**Given instruction 1:**
Name every distinct username that posts in the nail gun thread.

**Page:**
============
# Nail Gun



## Wandering Man (Jul 9, 2006)

WM


----------



## tekhead1219 (May 16, 2008)

Now, that's a tool!!!:smt082:smt082:smt082


----------



## benzuncle (Aug 29, 2007)

18 volt? Variable Speed? I'm not sure, but I thought I saw one on the *DeWalt* truck at *Home Depot *last Thursday.


----------



## Wandering Man (Jul 9, 2006)

My new Nail Gun, made by Dewalt. 

It can drive a 6-D nail thru a 2 X 4 at 200 yards. 

This makes construction a real breeze. 

You can sit in your lawn chair and build a fence. Just get the wife and kids to hold the fence boards in place while you sit back, relax with a cold beer, when they have the board in the right place just fire away. 

With the hundred round magazine, you can build a fence with a minimum of reloading. 

After a day of fence building with the new Dewalt Rapid fire nail gun, the wife will not ask you fix or build anything else. 

Available for a little more is the 'band-aid magazine' for those near misses when fence building.

WM


----------



## DJ Niner (Oct 3, 2006)

I think it has some competition (pic from ARFcom, several years ago):


----------



## Wandering Man (Jul 9, 2006)
============
**Given instruction 2:**
Output the records as a JSON list of strings, one string per line. Begin at the line that has "Would you point out the shadow", continue through the last line of the records, and leave out blank lines.
============
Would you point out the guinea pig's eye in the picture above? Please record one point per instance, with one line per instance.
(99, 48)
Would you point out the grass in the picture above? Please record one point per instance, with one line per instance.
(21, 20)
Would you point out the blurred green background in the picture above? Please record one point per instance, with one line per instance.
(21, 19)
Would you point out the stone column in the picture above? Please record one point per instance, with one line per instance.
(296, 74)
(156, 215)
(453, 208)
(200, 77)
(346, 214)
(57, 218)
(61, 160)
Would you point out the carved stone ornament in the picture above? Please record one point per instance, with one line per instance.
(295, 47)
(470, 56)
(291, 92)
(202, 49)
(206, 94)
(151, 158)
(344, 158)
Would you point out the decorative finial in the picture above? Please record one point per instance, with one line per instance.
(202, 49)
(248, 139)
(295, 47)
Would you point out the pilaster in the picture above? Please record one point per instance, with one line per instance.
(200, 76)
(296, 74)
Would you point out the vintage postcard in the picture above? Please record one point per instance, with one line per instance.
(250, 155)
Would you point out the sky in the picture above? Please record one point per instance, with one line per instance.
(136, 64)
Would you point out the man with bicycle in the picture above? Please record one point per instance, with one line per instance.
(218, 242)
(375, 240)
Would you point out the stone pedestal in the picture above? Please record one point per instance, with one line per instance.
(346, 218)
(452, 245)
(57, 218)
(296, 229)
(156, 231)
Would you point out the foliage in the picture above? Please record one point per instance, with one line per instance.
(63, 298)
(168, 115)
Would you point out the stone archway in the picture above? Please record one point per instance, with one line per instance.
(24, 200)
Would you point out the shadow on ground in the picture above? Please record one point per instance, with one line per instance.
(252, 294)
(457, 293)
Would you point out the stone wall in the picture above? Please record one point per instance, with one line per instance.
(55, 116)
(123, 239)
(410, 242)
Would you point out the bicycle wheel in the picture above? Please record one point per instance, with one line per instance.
============
**Exercise output 1:**
Wandering Man, tekhead1219, benzuncle, DJ Niner

**Exercise output 2:**
[
  "Would you point out the shadow on ground in the picture above? Please record one point per instance, with one line per instance.",
  "(252, 294)",
  "(457, 293)",
  "Would you point out the stone wall in the picture above? Please record one point per instance, with one line per instance.",
  "(55, 116)",
  "(123, 239)",
  "(410, 242)",
  "Would you point out the bicycle wheel in the picture above? Please record one point per instance, with one line per instance."
]